**Given records**

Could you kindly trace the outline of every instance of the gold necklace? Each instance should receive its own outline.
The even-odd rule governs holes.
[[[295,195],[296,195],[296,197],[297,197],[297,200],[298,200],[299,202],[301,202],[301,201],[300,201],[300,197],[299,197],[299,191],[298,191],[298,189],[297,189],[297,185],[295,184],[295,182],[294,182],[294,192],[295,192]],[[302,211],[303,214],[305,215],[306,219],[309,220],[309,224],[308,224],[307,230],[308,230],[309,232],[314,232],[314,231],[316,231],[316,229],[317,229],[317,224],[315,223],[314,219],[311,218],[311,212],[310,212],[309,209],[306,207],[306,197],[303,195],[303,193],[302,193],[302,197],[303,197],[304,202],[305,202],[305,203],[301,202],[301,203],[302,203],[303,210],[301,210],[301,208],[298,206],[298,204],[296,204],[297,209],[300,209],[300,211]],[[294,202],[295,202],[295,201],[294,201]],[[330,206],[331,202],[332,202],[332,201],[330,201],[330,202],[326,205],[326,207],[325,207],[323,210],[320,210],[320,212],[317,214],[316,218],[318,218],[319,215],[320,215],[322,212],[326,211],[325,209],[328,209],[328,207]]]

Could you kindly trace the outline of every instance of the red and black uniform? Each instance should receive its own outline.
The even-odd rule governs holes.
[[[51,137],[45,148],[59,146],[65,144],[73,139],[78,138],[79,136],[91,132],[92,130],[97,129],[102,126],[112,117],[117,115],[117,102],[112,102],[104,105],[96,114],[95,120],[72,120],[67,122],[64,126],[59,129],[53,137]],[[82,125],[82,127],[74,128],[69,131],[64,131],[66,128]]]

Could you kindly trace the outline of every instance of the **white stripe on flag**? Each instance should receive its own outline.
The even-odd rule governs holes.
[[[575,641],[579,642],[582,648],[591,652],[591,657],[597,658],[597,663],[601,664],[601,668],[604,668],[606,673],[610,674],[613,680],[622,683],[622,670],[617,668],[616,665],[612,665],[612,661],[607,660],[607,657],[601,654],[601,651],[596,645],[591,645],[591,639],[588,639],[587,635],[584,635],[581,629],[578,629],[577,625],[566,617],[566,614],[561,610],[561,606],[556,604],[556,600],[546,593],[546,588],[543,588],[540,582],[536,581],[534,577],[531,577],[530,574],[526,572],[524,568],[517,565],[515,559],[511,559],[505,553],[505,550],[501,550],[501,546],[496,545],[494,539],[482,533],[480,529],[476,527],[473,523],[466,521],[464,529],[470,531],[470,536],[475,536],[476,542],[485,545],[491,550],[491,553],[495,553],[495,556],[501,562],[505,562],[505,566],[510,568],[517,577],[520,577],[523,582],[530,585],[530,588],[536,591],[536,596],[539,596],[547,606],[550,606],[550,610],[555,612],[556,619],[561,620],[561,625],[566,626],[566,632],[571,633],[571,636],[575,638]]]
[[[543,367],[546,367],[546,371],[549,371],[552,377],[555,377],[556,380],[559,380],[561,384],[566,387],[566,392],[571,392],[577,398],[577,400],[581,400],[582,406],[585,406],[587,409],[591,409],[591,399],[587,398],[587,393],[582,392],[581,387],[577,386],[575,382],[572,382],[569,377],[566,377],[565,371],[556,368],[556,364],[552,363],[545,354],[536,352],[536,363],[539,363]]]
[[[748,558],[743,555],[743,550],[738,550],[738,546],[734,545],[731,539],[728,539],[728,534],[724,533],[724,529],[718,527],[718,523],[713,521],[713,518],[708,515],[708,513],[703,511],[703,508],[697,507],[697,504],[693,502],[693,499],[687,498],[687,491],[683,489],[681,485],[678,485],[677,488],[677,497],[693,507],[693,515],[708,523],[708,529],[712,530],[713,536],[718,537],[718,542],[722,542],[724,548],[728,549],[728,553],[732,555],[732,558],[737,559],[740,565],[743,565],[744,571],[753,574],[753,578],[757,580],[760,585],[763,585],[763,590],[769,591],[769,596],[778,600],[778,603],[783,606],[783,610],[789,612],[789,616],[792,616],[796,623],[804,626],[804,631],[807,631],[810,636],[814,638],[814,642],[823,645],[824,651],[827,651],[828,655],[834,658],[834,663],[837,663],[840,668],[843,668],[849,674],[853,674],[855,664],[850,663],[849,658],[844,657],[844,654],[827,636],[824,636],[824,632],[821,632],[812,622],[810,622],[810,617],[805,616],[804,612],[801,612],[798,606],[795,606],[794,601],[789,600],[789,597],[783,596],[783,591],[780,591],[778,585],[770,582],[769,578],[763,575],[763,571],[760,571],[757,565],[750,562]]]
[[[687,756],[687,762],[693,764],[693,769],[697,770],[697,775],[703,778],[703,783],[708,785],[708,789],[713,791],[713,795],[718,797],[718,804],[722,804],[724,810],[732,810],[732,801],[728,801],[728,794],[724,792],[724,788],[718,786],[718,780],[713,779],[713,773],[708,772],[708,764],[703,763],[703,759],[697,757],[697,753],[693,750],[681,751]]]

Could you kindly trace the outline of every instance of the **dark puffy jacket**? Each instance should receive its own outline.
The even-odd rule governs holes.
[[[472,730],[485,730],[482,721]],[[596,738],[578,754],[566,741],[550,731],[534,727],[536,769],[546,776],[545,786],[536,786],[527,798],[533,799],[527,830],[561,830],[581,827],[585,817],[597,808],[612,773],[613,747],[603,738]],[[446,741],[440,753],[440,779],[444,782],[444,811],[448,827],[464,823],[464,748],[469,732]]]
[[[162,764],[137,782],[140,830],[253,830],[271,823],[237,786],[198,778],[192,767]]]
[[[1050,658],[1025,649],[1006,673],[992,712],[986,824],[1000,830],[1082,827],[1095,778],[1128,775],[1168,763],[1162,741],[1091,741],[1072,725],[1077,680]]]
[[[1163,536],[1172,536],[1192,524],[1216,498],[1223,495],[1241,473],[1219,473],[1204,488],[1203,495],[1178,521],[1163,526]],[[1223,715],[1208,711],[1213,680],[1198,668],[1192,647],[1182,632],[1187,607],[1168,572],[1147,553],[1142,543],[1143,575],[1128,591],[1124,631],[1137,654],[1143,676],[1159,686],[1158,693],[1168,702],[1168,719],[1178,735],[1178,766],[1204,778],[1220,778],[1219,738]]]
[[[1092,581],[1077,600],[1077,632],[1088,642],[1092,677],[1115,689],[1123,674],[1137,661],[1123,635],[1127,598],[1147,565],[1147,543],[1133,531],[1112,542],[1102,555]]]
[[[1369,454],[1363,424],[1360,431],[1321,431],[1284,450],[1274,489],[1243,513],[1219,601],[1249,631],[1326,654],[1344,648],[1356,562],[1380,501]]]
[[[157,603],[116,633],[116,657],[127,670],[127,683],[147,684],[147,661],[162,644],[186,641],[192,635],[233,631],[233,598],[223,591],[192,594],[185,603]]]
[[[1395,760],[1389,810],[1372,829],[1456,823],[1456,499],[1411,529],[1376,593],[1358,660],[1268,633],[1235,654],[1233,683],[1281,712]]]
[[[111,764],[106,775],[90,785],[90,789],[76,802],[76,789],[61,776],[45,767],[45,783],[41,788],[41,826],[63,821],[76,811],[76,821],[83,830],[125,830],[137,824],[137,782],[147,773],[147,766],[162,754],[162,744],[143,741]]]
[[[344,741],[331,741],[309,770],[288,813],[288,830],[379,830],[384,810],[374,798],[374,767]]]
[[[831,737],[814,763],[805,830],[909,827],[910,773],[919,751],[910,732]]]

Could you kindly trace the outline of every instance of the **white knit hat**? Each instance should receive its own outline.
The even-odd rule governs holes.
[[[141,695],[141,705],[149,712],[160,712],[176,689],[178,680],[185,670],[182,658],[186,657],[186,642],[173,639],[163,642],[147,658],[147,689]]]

**What you are asked to do**
Write out all of the data above again, line for line, without changing anything.

**Answer to this problem**
Could you kindly trace the outline of every instance of the gold necklace? Each instance should receive its own outline.
The even-odd rule governs holes.
[[[295,195],[296,195],[296,197],[297,197],[297,200],[298,200],[299,202],[301,202],[301,201],[300,201],[300,197],[299,197],[299,191],[298,191],[298,189],[297,189],[297,185],[295,184],[295,182],[294,182],[294,192],[295,192]],[[302,211],[303,214],[305,215],[306,219],[309,220],[309,224],[308,224],[307,230],[308,230],[309,232],[314,232],[314,231],[316,231],[316,229],[317,229],[317,224],[315,223],[314,219],[311,218],[311,212],[310,212],[309,209],[306,207],[306,197],[303,195],[303,193],[302,193],[302,197],[303,197],[304,202],[305,202],[305,203],[301,202],[301,203],[302,203],[303,210],[301,210],[301,208],[298,206],[298,204],[296,204],[297,209],[300,209],[300,211]],[[294,202],[295,202],[295,201],[294,201]],[[330,206],[331,202],[332,202],[332,201],[330,201],[330,202],[326,205],[326,207],[325,207],[323,210],[320,210],[320,212],[317,214],[316,218],[318,218],[319,215],[320,215],[322,212],[326,211],[325,209],[328,209],[328,207]]]

Could you kindly trace the outline of every instance of the red and black uniform? Each instance should receive its own outline.
The even-odd rule governs holes.
[[[51,137],[45,148],[59,146],[65,144],[73,139],[78,138],[79,136],[91,132],[92,130],[97,129],[102,126],[112,117],[117,115],[117,102],[112,102],[104,105],[96,114],[95,120],[72,120],[67,122],[64,126],[59,129],[53,137]],[[82,125],[82,127],[74,128],[69,131],[64,131],[66,128]]]

Could you kindly trace the outline of every instance of the **white stripe on flag**? Each instance should receive its own outline.
The even-odd rule governs holes.
[[[575,641],[579,642],[582,648],[591,652],[591,657],[597,658],[597,663],[601,664],[601,668],[604,668],[606,673],[610,674],[613,680],[622,683],[622,670],[617,668],[616,665],[612,665],[612,661],[607,660],[607,657],[601,654],[601,651],[596,645],[591,645],[591,639],[588,639],[587,635],[584,635],[581,629],[578,629],[577,625],[566,617],[566,614],[561,610],[561,606],[556,604],[556,600],[546,593],[546,588],[543,588],[540,582],[536,581],[534,577],[531,577],[530,574],[526,572],[524,568],[517,565],[515,559],[511,559],[505,553],[505,550],[501,550],[501,546],[496,545],[494,539],[482,533],[480,529],[476,527],[473,523],[466,521],[464,529],[470,531],[470,536],[475,536],[476,542],[485,545],[491,550],[491,553],[495,553],[495,556],[501,562],[505,562],[505,566],[510,568],[517,577],[520,577],[523,582],[530,585],[530,588],[536,591],[536,596],[539,596],[547,606],[550,606],[550,610],[555,612],[556,619],[561,620],[561,625],[566,626],[566,632],[571,633],[571,636],[575,638]]]
[[[543,367],[546,367],[546,371],[549,371],[552,377],[555,377],[556,380],[559,380],[561,384],[566,387],[566,392],[571,392],[577,398],[577,400],[581,400],[582,406],[585,406],[587,409],[591,409],[591,399],[587,398],[587,393],[582,392],[581,387],[577,386],[575,382],[572,382],[569,377],[566,377],[565,371],[556,368],[556,364],[552,363],[545,354],[536,352],[536,363],[539,363]]]
[[[748,558],[743,555],[743,550],[738,550],[738,546],[734,545],[731,539],[728,539],[728,534],[724,533],[724,529],[718,527],[718,523],[713,521],[713,518],[708,515],[708,513],[703,511],[703,508],[697,507],[697,504],[693,502],[693,499],[687,498],[687,491],[683,489],[681,485],[678,485],[677,488],[677,497],[693,507],[693,515],[708,523],[708,529],[712,530],[713,536],[718,537],[718,542],[722,542],[724,548],[728,549],[728,553],[732,555],[732,558],[737,559],[740,565],[743,565],[744,571],[753,574],[753,578],[757,580],[760,585],[763,585],[763,590],[769,591],[769,596],[778,600],[778,603],[783,606],[783,610],[789,612],[789,616],[792,616],[796,623],[804,626],[804,631],[807,631],[810,636],[814,638],[814,642],[823,645],[824,651],[827,651],[828,655],[834,658],[834,663],[837,663],[840,668],[843,668],[849,674],[853,674],[855,664],[850,663],[849,658],[844,657],[844,654],[827,636],[824,636],[824,632],[821,632],[812,622],[810,622],[810,617],[805,616],[804,612],[801,612],[798,606],[795,606],[794,601],[789,600],[789,597],[783,596],[783,591],[780,591],[778,585],[770,582],[769,578],[763,575],[763,571],[760,571],[757,565],[750,562]]]
[[[687,756],[687,762],[693,764],[693,769],[697,770],[697,775],[703,778],[703,783],[708,785],[708,789],[713,791],[713,795],[718,797],[718,804],[722,804],[724,810],[732,810],[732,801],[728,801],[728,794],[724,792],[724,788],[718,786],[718,780],[713,779],[713,773],[708,772],[708,764],[703,763],[703,759],[697,757],[697,753],[693,750],[681,751]]]

Could you kindly trace the outline of every instance of the **dark puffy jacket**? Each instance should receive its own outline.
The even-odd rule governs holes.
[[[472,730],[485,730],[482,721]],[[596,738],[578,754],[566,741],[550,731],[534,727],[536,769],[546,776],[545,786],[536,786],[527,798],[533,799],[527,830],[561,830],[581,827],[585,817],[597,808],[612,773],[613,747],[603,738]],[[446,741],[440,753],[440,779],[444,782],[444,811],[448,827],[464,823],[464,748],[469,732]]]
[[[162,764],[137,782],[140,830],[253,830],[271,823],[237,786],[198,778],[192,767]]]
[[[1050,658],[1025,649],[1006,673],[992,712],[986,824],[1000,830],[1082,827],[1095,778],[1128,775],[1168,763],[1162,741],[1091,741],[1072,725],[1077,680]]]
[[[1163,536],[1172,536],[1192,524],[1216,498],[1223,495],[1241,473],[1219,473],[1204,488],[1203,495],[1178,521],[1163,526]],[[1223,715],[1208,711],[1213,680],[1198,668],[1192,647],[1182,632],[1187,607],[1168,572],[1147,553],[1142,543],[1143,575],[1128,591],[1124,631],[1137,654],[1143,676],[1159,686],[1158,693],[1168,702],[1168,719],[1178,735],[1178,766],[1204,778],[1220,778],[1219,738]]]
[[[1092,581],[1077,600],[1077,632],[1088,642],[1092,677],[1115,689],[1123,674],[1137,661],[1123,635],[1127,598],[1147,565],[1147,543],[1133,531],[1112,542],[1102,555]]]
[[[1369,454],[1363,424],[1360,431],[1321,431],[1284,450],[1274,489],[1243,513],[1219,601],[1249,631],[1326,654],[1344,648],[1356,562],[1380,501]]]
[[[157,603],[116,633],[116,657],[127,670],[127,683],[147,684],[147,661],[162,644],[186,641],[192,635],[233,631],[233,598],[223,591],[192,594],[185,603]]]
[[[1395,760],[1389,810],[1372,829],[1456,823],[1456,499],[1411,529],[1376,593],[1358,660],[1268,633],[1235,654],[1233,683],[1281,712]]]
[[[111,764],[106,775],[90,785],[90,789],[76,802],[76,789],[61,776],[45,767],[45,783],[41,788],[41,826],[63,821],[76,811],[76,821],[83,830],[125,830],[137,824],[137,782],[147,773],[147,766],[162,754],[162,744],[143,741]]]
[[[344,741],[331,741],[309,770],[288,813],[288,830],[379,830],[384,810],[374,798],[374,767]]]
[[[831,737],[814,763],[805,830],[909,827],[910,773],[919,751],[910,732]]]

Could you kindly trace the outline of every instance of the **white knit hat**? Each instance should receive its own outline.
The even-odd rule governs holes.
[[[141,695],[141,705],[149,712],[160,712],[176,689],[178,680],[185,670],[182,658],[186,657],[186,642],[173,639],[163,642],[147,658],[147,689]]]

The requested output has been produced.